### Supplied information
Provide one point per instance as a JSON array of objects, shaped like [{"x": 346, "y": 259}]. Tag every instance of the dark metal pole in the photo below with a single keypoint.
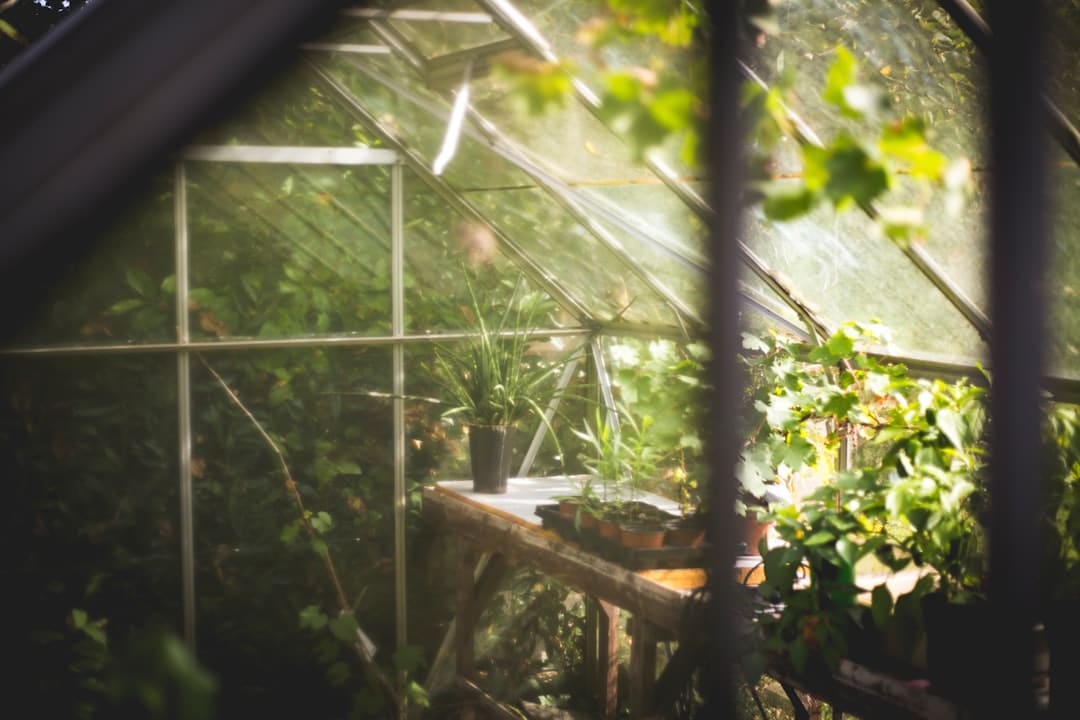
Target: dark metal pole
[
  {"x": 1017, "y": 307},
  {"x": 724, "y": 145}
]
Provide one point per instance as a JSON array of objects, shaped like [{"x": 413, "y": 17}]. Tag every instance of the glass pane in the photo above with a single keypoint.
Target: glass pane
[
  {"x": 264, "y": 576},
  {"x": 120, "y": 289},
  {"x": 293, "y": 109},
  {"x": 393, "y": 93},
  {"x": 439, "y": 38},
  {"x": 279, "y": 250},
  {"x": 442, "y": 249},
  {"x": 581, "y": 263},
  {"x": 567, "y": 140},
  {"x": 1064, "y": 51},
  {"x": 847, "y": 272},
  {"x": 910, "y": 50},
  {"x": 90, "y": 517}
]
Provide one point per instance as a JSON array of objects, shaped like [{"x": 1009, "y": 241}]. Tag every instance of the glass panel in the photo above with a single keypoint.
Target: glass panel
[
  {"x": 568, "y": 140},
  {"x": 760, "y": 307},
  {"x": 1063, "y": 288},
  {"x": 264, "y": 580},
  {"x": 279, "y": 250},
  {"x": 586, "y": 269},
  {"x": 1063, "y": 86},
  {"x": 442, "y": 248},
  {"x": 956, "y": 241},
  {"x": 838, "y": 263},
  {"x": 910, "y": 50},
  {"x": 440, "y": 38},
  {"x": 120, "y": 289},
  {"x": 419, "y": 118},
  {"x": 292, "y": 110},
  {"x": 656, "y": 209},
  {"x": 91, "y": 520}
]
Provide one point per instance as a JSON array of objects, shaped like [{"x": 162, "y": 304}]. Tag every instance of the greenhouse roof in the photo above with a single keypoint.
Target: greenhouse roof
[{"x": 622, "y": 234}]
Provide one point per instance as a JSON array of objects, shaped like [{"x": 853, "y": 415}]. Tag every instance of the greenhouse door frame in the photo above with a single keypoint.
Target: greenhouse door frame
[{"x": 287, "y": 155}]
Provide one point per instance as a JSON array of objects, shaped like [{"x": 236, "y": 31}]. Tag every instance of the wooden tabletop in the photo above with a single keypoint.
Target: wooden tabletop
[{"x": 507, "y": 524}]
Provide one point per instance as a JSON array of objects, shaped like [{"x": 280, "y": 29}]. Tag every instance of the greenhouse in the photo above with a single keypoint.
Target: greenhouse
[{"x": 279, "y": 275}]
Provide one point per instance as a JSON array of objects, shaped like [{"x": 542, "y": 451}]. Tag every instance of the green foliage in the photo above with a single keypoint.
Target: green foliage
[
  {"x": 847, "y": 171},
  {"x": 496, "y": 379}
]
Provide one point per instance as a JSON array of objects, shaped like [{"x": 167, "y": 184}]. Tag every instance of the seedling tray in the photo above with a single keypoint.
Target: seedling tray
[{"x": 633, "y": 558}]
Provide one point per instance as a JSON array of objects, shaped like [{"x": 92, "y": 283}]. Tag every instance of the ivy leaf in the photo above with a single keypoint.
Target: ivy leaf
[
  {"x": 799, "y": 451},
  {"x": 853, "y": 176}
]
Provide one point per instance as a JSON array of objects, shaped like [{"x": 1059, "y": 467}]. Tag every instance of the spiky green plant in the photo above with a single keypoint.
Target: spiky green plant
[{"x": 495, "y": 379}]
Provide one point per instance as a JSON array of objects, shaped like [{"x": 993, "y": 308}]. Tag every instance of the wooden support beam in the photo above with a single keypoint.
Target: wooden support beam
[
  {"x": 608, "y": 661},
  {"x": 564, "y": 561},
  {"x": 643, "y": 668},
  {"x": 466, "y": 619}
]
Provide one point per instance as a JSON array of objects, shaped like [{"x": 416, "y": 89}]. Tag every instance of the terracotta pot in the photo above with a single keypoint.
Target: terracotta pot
[
  {"x": 752, "y": 531},
  {"x": 608, "y": 528},
  {"x": 640, "y": 535},
  {"x": 684, "y": 537},
  {"x": 489, "y": 450}
]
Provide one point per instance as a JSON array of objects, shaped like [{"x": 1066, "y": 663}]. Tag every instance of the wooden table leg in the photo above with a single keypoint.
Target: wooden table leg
[
  {"x": 607, "y": 660},
  {"x": 643, "y": 668},
  {"x": 466, "y": 620}
]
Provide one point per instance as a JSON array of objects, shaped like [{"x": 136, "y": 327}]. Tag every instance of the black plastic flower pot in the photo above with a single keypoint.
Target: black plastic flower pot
[
  {"x": 489, "y": 450},
  {"x": 959, "y": 647}
]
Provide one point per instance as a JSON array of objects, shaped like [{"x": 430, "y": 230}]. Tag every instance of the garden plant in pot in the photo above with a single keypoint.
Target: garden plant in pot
[{"x": 494, "y": 381}]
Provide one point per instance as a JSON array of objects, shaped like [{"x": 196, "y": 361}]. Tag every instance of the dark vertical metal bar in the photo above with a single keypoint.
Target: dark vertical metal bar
[
  {"x": 724, "y": 147},
  {"x": 1017, "y": 243}
]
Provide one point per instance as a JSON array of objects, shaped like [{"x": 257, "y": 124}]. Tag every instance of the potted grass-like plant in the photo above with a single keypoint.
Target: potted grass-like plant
[{"x": 495, "y": 381}]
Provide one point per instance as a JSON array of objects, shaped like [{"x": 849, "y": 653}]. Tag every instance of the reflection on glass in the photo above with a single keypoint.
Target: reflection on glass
[
  {"x": 1063, "y": 288},
  {"x": 849, "y": 272},
  {"x": 582, "y": 265},
  {"x": 280, "y": 250},
  {"x": 267, "y": 539},
  {"x": 121, "y": 290},
  {"x": 91, "y": 519}
]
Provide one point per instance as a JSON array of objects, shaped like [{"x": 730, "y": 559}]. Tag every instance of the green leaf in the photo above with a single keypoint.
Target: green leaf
[
  {"x": 788, "y": 203},
  {"x": 840, "y": 345},
  {"x": 345, "y": 627},
  {"x": 952, "y": 425},
  {"x": 312, "y": 617},
  {"x": 799, "y": 451},
  {"x": 820, "y": 538},
  {"x": 139, "y": 282},
  {"x": 880, "y": 606},
  {"x": 125, "y": 306}
]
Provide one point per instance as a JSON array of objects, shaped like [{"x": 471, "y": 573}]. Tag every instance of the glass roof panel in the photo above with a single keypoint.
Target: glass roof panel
[
  {"x": 1063, "y": 82},
  {"x": 909, "y": 48},
  {"x": 434, "y": 38},
  {"x": 391, "y": 92},
  {"x": 839, "y": 265},
  {"x": 442, "y": 248},
  {"x": 291, "y": 110},
  {"x": 581, "y": 263},
  {"x": 566, "y": 139},
  {"x": 271, "y": 244},
  {"x": 117, "y": 293}
]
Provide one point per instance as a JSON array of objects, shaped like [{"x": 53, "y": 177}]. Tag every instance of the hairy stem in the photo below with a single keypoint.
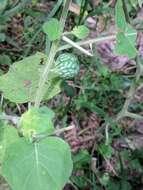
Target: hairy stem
[
  {"x": 44, "y": 76},
  {"x": 94, "y": 40},
  {"x": 131, "y": 93}
]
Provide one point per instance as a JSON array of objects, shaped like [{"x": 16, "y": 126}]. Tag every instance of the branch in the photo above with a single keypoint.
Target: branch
[{"x": 44, "y": 76}]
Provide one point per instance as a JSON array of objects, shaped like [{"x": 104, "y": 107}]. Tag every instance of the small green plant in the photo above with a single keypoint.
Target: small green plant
[{"x": 32, "y": 156}]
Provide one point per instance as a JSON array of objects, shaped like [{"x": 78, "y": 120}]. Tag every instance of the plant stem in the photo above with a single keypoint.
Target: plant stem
[
  {"x": 44, "y": 76},
  {"x": 64, "y": 38},
  {"x": 93, "y": 41},
  {"x": 124, "y": 112}
]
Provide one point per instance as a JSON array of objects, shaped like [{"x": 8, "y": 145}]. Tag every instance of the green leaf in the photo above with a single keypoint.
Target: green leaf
[
  {"x": 80, "y": 31},
  {"x": 2, "y": 37},
  {"x": 40, "y": 166},
  {"x": 106, "y": 150},
  {"x": 9, "y": 135},
  {"x": 140, "y": 2},
  {"x": 126, "y": 42},
  {"x": 120, "y": 16},
  {"x": 53, "y": 29},
  {"x": 3, "y": 4},
  {"x": 5, "y": 60},
  {"x": 37, "y": 121},
  {"x": 20, "y": 84}
]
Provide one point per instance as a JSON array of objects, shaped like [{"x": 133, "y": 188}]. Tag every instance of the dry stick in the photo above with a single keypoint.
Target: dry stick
[
  {"x": 44, "y": 76},
  {"x": 124, "y": 112},
  {"x": 92, "y": 41},
  {"x": 64, "y": 38}
]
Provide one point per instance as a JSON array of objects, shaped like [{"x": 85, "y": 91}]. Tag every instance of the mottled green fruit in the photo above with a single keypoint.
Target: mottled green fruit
[
  {"x": 37, "y": 121},
  {"x": 67, "y": 66}
]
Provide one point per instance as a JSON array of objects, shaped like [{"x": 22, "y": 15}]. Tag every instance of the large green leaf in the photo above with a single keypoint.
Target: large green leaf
[
  {"x": 46, "y": 165},
  {"x": 37, "y": 121},
  {"x": 21, "y": 82}
]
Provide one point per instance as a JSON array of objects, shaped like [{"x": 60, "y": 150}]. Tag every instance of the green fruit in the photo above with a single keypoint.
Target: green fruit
[{"x": 66, "y": 66}]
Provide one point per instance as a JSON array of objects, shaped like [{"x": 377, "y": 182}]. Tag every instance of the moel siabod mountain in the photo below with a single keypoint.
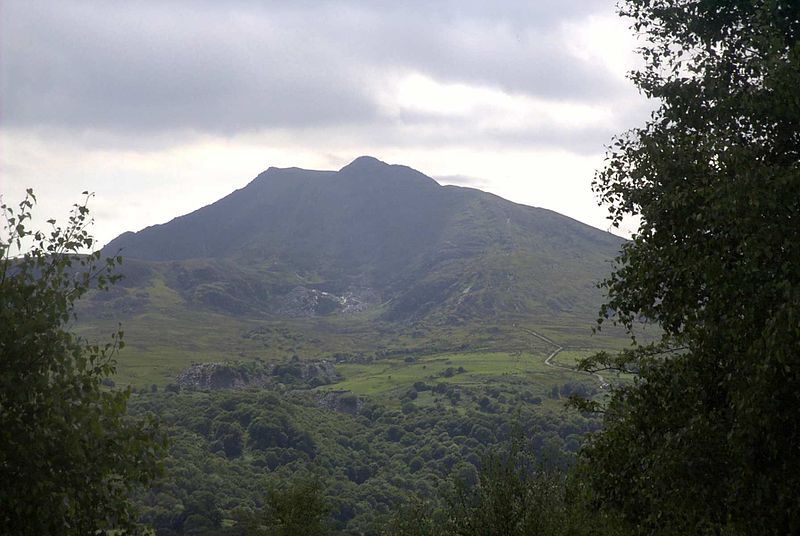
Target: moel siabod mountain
[{"x": 370, "y": 237}]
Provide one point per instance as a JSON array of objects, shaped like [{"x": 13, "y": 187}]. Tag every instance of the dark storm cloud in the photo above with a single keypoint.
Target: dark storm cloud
[{"x": 240, "y": 65}]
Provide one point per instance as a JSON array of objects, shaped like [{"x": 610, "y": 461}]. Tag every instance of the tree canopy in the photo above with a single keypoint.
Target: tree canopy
[
  {"x": 708, "y": 436},
  {"x": 69, "y": 454}
]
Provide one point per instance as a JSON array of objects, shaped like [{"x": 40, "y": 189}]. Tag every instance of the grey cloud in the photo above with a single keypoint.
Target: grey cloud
[
  {"x": 225, "y": 67},
  {"x": 462, "y": 180}
]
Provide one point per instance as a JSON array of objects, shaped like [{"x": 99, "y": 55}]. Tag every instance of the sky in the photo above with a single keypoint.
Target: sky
[{"x": 161, "y": 107}]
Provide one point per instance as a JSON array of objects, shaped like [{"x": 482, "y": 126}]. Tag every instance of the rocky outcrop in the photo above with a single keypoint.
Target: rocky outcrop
[{"x": 341, "y": 401}]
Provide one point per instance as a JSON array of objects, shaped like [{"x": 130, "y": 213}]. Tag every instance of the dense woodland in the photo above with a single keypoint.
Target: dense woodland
[{"x": 703, "y": 440}]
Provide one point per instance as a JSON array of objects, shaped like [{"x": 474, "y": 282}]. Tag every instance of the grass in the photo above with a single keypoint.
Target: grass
[{"x": 389, "y": 378}]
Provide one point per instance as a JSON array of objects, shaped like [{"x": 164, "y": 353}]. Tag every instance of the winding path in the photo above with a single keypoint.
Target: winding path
[{"x": 558, "y": 349}]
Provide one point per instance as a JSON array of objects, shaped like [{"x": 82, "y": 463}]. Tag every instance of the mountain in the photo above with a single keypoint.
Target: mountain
[
  {"x": 295, "y": 242},
  {"x": 368, "y": 261}
]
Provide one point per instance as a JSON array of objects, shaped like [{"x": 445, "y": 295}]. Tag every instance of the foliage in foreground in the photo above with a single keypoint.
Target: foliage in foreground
[
  {"x": 706, "y": 441},
  {"x": 69, "y": 453}
]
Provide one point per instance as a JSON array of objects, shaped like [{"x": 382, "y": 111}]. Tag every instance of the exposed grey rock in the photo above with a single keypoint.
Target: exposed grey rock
[{"x": 341, "y": 401}]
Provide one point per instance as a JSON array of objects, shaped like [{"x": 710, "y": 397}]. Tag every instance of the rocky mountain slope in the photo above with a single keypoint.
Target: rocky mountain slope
[{"x": 370, "y": 237}]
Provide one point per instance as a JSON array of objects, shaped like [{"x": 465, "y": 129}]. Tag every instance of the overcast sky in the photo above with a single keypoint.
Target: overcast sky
[{"x": 161, "y": 107}]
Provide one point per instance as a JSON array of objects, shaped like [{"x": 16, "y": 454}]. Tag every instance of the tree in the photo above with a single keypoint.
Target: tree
[
  {"x": 707, "y": 438},
  {"x": 297, "y": 507},
  {"x": 69, "y": 454}
]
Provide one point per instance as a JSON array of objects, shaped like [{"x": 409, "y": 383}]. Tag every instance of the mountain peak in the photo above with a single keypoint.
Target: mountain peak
[{"x": 365, "y": 162}]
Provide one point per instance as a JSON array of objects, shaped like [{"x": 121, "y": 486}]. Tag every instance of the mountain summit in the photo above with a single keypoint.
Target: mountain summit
[{"x": 374, "y": 236}]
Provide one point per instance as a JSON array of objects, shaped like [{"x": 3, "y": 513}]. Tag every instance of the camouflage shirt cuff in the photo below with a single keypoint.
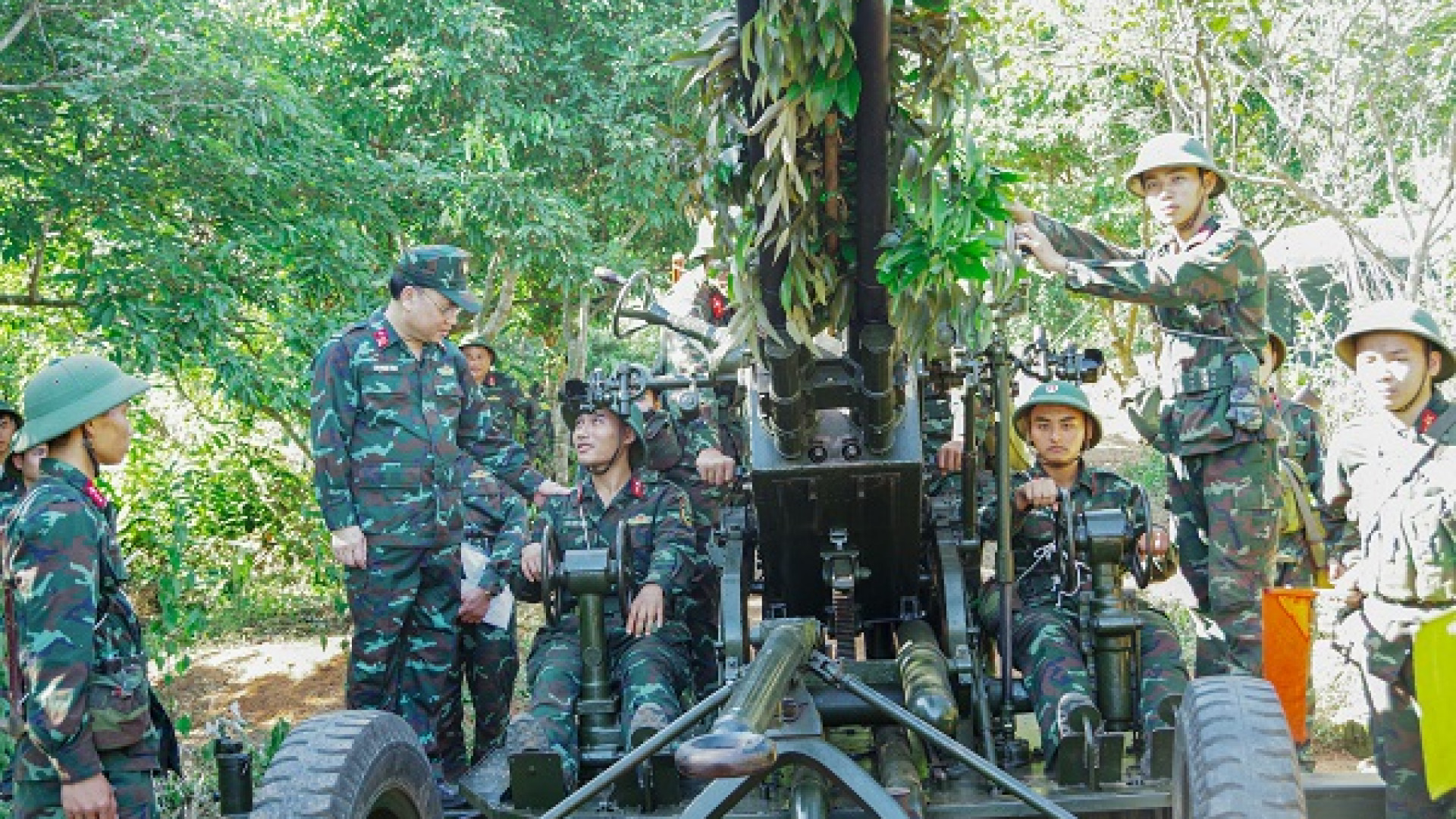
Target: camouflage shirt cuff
[{"x": 77, "y": 761}]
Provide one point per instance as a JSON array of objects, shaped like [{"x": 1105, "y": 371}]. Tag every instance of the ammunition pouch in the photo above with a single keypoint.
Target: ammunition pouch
[{"x": 120, "y": 703}]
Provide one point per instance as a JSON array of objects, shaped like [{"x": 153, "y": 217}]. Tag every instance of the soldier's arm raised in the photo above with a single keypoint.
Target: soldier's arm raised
[{"x": 1210, "y": 271}]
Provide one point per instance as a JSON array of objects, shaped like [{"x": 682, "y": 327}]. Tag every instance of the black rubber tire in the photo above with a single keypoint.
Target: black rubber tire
[
  {"x": 1234, "y": 755},
  {"x": 350, "y": 765}
]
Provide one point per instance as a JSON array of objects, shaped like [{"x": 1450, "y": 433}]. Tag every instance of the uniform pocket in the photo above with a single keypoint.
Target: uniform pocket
[{"x": 120, "y": 707}]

### What to produce
Nothing should appear in the answer except the lines from the first line of the data through the line holding "glass pane in", exactly as written, with pictures left out.

### Finished exercise
Provide one point per instance as a JSON array of objects, shaped like [{"x": 346, "y": 259}]. Tag every instance of the dark metal pole in the photo below with a single keypoint.
Target: dark metal pole
[
  {"x": 1017, "y": 307},
  {"x": 724, "y": 145}
]
Provide one point per instance as a JSON array of objects, shaped like [{"x": 413, "y": 17}]. Tag every instance of the glass pane in the photo above with a single keypoint.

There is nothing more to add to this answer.